• **Page extract**:

The accompanying notes are an integral part of these financial statements.
4
NOTES TO UNAUDITED CONSOLIDATED CONDENSED FINANCIAL STATEMENTS
(IN THOUSANDS OF DOLLARS, EXCEPT PER SHARE AMOUNTS, OR IN MILLIONS OF DOLLARS
WHERE INDICATED)
NOTE 1
BASIS OF PRESENTATION
The Consolidated Condensed Financial Statements presented herein are
unaudited. The Consolidated Condensed Balance Sheet as of December 31, 2001 has
been derived from the audited balance sheet included in the Company's 2001
Annual Report on Form 10-K, as amended. Unless context otherwise requires, the
terms "Weirton," "the Company," "we," "us," "its" and "our" refer to Weirton
Steel Corporation and its consolidated subsidiaries. Entities of which the
Company owns a controlling interest are consolidated; entities of which the
Company owns a less than controlling interest are not consolidated and are
reflected in the consolidated condensed financial statements using the equity
method of accounting. All material intercompany accounts and transactions with
consolidated subsidiaries have been eliminated in consolidation.

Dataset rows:

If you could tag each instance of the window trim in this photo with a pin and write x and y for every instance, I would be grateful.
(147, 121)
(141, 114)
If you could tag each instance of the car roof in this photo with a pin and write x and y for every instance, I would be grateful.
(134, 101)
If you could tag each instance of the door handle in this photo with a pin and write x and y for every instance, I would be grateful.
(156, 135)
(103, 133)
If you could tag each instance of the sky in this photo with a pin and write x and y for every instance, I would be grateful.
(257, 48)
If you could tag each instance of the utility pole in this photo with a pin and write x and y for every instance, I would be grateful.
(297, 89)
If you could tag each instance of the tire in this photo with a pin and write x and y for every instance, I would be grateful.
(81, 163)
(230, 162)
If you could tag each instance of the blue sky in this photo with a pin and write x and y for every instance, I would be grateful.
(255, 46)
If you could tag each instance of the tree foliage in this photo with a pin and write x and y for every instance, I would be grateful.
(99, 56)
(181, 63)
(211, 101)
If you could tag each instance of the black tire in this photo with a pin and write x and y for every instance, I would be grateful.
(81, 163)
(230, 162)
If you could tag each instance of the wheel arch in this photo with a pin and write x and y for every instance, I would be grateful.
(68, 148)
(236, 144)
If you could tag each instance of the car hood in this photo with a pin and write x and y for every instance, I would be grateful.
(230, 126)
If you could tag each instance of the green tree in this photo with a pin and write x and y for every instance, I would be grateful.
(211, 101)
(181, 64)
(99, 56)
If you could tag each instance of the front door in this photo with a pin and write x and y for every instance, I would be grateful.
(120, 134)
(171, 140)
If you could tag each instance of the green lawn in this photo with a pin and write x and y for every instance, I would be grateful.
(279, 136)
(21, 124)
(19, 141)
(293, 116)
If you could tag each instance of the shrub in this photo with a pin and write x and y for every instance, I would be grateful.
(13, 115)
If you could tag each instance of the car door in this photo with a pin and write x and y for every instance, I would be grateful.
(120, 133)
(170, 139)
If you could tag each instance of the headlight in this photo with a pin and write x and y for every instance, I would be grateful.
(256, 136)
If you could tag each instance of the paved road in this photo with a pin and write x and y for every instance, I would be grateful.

• **Given task**: Continue the note on Weirton Steel's basis of presentation, starting right after its last sentence.

• **Task answer**:
Certain information and footnote disclosures normally prepared in
accordance with accounting principles generally accepted in the United States
have been either condensed or omitted pursuant to the rules and regulations of
the Securities and Exchange Commission. Although the Company believes that all
adjustments necessary for a fair presentation have been made, interim periods
are not necessarily indicative of the financial results of operations for a full
year. As such, these financial statements should be read in conjunction with the
audited financial statements and notes thereto included or incorporated by
reference in the Company's 2001 Annual Report on Form 10-K, as amended.
The preparation of financial statements in conformity with accounting
principles generally accepted in the United States requires management to make
estimates and assumptions that affect the reported amounts of assets and
liabilities and disclosure of contingent assets and liabilities at the date of
the financial statements and the reported amounts of revenues and expenses
during the reporting period. Actual results could differ from those estimates.
Certain reclassifications have been made to prior year amounts to conform
with current year presentation.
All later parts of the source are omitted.